>> begin
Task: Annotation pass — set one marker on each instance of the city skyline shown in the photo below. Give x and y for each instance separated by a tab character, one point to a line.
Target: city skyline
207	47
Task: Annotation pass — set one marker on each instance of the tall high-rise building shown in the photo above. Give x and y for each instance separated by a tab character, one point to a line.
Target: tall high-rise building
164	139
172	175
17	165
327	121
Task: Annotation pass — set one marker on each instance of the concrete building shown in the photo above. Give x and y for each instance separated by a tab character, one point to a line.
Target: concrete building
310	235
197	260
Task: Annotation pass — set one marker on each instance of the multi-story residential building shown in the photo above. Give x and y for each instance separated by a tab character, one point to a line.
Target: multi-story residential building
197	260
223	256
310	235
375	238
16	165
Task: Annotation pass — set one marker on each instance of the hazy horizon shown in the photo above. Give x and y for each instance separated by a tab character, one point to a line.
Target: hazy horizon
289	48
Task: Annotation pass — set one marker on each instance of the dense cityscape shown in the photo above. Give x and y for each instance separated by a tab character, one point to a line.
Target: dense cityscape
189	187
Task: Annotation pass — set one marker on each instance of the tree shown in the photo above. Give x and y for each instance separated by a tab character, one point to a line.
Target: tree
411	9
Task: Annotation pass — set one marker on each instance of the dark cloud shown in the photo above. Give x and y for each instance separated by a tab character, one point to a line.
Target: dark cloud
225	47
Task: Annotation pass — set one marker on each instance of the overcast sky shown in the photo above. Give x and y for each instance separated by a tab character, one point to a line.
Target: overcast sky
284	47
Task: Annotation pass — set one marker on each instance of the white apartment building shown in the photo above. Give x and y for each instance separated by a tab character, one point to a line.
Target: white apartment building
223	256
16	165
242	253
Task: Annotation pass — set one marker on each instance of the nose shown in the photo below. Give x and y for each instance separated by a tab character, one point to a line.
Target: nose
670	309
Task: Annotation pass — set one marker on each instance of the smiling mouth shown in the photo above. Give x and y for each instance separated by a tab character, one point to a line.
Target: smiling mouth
>> end
WORK TO BE COMPLETED = Copy all the records above exactly, missing none.

CORRECT OUTPUT =
Task: Annotation pass — set one marker on each instance of the city skyline shown in the photo below. Give x and y for each instance separated by a tab character, one point to a line.
Target: city skyline
207	47
Task: Annotation pass — set one marker on each instance of the tall high-rise building shown in the photo above. Give x and y for each instance separated by a tab character, one point to a line.
Target: tall high-rise building
164	139
172	175
17	165
327	121
Task: Annotation pass — set one marker on each instance of the concrete building shown in the photo above. Give x and y for each instance separated by a tab character, one point to a line.
Target: concrete building
310	235
197	260
Task: Annotation pass — set one marker on each instance of the multi-story residential building shown in the photo above. Give x and y for each instance separated by a tab character, one point to a line.
Target: multi-story residential building
197	260
223	256
310	235
375	238
16	165
Task: Annotation pass — set one marker on each instance of the hazy horizon shown in the photo above. Give x and y for each instance separated by a tab character, one point to a line.
Target: hazy horizon
289	48
Task: Annotation pass — set one marker on each instance of the dense cityscape shown in the photo above. Give x and y for each instance separated by a tab character, one point to a line.
Target: dense cityscape
189	187
Task: Annotation pass — set one marker on each instance of the tree shown in the photo above. Give x and y for each instance separated by a tab character, one point to a line.
Target: tree
411	9
Task: Annotation pass — set one marker on each instance of the dark cloud shown in the photo above. Give x and y for each instance separated by a tab character, one point to a line.
Target: dark cloud
225	47
Task: Annotation pass — set one marker on each instance of the overcast sky shown in the photo above. Give x and y for each instance separated by a tab character, one point to a line.
Target: overcast sky
284	47
Task: Annotation pass — set one marker on each instance of the white apartment building shown in the photo above. Give x and y for each instance separated by a tab character, one point to a line.
Target: white apartment building
223	256
16	165
242	253
Task: Annotation pass — set one marker on each instance of the nose shown in the photo below. Give x and y for each instance separated by a tab character, one point to a line.
Target: nose
670	309
Task: Annotation pass — set one marker on each instance of the smiling mouth shown in the photo above. Give x and y for each instance separated by a tab character, one point to a line.
Target: smiling mouth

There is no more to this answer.